▶ _ABOUT THIS TASK_
Where in the listing does the string "below" appear? Copy every line that holds it.

################

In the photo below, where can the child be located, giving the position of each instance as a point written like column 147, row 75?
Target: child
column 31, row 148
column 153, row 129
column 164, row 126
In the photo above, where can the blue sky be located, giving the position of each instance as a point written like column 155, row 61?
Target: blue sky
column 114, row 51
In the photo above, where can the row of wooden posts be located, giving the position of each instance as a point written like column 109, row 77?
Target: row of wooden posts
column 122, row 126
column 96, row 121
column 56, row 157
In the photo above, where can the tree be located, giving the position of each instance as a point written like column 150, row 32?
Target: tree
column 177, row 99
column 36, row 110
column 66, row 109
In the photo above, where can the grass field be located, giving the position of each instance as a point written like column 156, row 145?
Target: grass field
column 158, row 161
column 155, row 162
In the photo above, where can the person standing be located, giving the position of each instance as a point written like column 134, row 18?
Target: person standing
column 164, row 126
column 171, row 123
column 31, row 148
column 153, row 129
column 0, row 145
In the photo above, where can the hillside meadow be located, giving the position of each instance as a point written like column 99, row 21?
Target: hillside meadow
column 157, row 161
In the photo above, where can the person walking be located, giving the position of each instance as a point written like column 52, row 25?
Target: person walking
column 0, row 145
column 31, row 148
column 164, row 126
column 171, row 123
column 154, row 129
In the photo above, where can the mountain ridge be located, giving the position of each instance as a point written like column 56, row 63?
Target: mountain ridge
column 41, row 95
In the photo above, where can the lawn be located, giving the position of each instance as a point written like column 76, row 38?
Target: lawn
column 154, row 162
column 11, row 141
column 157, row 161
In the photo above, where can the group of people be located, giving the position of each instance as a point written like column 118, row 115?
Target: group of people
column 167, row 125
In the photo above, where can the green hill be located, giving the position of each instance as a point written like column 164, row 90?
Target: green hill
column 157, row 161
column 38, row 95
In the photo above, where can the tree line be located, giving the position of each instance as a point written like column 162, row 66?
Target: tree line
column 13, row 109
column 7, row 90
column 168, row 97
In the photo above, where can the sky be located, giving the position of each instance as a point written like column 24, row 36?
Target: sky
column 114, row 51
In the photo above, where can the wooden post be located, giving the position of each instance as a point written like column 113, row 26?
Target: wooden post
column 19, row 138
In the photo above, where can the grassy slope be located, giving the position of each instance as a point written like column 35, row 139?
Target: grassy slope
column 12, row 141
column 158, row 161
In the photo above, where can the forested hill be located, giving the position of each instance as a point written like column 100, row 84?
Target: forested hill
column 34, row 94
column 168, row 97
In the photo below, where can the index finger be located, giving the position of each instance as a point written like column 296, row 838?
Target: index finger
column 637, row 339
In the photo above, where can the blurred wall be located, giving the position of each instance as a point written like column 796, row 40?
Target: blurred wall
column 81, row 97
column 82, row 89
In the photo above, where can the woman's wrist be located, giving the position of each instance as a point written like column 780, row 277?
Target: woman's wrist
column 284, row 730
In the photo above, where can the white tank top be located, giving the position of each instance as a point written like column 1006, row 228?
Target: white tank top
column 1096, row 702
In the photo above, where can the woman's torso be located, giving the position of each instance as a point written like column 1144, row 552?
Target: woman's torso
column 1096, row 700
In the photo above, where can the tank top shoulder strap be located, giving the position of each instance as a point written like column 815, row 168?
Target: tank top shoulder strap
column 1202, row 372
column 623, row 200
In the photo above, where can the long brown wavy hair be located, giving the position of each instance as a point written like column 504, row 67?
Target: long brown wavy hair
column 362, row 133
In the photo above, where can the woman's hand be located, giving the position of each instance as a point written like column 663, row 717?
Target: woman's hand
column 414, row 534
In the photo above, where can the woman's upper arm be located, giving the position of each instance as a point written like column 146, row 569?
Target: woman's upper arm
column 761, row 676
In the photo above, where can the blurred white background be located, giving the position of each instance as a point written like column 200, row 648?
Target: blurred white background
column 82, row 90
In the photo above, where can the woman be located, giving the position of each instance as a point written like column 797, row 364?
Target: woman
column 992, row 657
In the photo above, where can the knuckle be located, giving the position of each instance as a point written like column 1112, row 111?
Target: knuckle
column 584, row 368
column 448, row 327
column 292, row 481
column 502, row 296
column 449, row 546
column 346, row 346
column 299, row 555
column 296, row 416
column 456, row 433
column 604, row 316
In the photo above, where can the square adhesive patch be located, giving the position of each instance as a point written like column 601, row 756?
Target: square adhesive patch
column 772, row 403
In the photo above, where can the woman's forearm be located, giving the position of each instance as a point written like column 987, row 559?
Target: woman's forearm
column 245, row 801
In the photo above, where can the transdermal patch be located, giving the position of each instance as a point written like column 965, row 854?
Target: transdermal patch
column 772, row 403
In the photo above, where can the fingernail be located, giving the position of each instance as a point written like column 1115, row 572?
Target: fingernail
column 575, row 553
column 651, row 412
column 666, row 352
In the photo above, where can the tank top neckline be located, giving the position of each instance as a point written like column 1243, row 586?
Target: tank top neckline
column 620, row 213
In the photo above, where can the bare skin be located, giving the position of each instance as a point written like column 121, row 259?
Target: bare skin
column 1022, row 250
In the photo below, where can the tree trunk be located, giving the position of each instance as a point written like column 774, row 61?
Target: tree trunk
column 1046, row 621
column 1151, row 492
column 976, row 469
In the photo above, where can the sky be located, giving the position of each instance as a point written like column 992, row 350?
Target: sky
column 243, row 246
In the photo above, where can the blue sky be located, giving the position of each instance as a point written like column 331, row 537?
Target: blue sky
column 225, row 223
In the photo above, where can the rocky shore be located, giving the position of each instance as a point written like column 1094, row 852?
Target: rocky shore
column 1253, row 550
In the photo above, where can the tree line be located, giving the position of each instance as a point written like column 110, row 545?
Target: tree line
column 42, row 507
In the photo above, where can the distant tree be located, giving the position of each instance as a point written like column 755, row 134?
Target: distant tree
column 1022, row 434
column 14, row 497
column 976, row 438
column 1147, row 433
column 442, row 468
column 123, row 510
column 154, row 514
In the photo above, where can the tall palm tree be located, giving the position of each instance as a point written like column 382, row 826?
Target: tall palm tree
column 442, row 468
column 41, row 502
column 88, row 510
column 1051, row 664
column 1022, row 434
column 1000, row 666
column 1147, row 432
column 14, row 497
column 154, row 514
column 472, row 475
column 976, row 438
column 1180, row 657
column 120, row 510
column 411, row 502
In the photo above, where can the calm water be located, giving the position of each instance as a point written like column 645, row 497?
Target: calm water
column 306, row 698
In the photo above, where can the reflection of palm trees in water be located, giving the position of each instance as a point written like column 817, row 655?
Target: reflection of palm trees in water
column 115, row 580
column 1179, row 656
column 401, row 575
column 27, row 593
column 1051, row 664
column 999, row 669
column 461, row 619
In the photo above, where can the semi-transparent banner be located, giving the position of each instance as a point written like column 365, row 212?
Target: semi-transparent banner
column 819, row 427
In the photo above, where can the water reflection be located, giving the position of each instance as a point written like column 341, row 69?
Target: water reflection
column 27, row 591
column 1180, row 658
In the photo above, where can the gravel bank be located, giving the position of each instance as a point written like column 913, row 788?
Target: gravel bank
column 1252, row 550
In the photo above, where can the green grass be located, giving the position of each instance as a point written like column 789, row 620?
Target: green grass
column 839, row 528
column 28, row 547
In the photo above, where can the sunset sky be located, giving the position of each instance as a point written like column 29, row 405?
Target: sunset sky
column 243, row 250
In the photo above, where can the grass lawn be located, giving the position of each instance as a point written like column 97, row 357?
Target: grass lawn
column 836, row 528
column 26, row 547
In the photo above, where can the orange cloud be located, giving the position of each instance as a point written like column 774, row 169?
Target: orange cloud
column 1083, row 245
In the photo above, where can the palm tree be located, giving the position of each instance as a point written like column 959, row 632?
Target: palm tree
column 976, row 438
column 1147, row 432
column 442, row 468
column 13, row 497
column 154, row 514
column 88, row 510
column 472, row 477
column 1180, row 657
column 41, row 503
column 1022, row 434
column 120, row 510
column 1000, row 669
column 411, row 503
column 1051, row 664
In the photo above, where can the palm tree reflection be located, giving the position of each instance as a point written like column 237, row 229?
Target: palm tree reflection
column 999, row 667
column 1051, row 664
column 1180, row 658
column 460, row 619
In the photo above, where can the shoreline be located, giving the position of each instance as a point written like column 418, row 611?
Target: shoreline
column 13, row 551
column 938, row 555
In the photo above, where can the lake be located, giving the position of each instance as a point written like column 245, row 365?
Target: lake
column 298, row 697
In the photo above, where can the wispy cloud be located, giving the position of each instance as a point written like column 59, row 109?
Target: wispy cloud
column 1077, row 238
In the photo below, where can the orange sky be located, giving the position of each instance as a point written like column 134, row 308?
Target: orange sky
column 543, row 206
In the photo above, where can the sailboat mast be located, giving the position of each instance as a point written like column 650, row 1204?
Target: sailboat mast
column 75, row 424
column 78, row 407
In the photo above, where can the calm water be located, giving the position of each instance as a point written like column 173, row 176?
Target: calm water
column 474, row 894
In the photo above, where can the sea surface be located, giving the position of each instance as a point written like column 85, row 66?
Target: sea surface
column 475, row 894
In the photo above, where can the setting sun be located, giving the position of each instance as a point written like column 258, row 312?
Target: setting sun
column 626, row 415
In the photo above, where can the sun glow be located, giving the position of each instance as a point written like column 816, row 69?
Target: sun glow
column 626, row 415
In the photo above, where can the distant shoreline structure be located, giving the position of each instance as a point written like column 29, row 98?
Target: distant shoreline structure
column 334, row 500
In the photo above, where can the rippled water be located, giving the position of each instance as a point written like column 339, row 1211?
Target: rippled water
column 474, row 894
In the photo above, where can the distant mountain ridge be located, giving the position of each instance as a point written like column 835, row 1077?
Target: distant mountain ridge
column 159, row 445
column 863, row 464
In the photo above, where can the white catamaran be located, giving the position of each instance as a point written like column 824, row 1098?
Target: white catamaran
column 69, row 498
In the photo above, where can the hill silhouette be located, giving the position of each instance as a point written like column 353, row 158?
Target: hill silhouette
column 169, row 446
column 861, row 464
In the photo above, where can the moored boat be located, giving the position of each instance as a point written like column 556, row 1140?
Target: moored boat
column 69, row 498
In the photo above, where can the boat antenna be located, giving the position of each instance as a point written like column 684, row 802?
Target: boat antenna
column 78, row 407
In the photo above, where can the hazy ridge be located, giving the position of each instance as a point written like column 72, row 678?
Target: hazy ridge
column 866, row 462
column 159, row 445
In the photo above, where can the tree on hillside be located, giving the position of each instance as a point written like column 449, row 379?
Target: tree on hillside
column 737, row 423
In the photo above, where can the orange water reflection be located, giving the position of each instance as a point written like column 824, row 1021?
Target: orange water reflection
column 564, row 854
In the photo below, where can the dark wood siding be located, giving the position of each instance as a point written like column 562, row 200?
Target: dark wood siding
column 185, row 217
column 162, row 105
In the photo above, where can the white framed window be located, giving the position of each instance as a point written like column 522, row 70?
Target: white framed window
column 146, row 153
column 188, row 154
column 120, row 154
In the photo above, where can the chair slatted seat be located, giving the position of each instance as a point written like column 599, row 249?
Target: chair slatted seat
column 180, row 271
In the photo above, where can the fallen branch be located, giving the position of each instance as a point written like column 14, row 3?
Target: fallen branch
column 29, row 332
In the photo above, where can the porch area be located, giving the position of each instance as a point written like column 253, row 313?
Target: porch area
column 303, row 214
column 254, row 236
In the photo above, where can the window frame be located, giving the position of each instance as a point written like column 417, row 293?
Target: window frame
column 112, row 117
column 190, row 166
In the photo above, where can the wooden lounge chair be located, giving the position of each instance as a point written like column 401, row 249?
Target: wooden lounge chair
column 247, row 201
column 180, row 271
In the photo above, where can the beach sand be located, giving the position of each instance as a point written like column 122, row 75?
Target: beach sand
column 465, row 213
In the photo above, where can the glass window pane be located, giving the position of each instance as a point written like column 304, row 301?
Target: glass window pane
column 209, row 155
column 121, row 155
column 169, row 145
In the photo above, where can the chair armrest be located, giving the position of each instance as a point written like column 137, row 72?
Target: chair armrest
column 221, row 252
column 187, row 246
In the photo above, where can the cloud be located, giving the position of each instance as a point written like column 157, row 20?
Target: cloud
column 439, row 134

################

▶ _WRITTEN SOLUTION_
In the photo below, where can the child be located, giving the position of each instance as a point written like column 147, row 75?
In the photo below, where can the index finger be located, giving the position of each instance as a point written like column 296, row 838?
In the photo below, where can the tree trunk be located, giving the position of each instance as a point written like column 774, row 61?
In the photo below, where can the orange sky be located, giving the position of each instance as a point written like column 134, row 308?
In the photo below, where can the dark wood siding be located, giving the position of each instance as a point written like column 562, row 200?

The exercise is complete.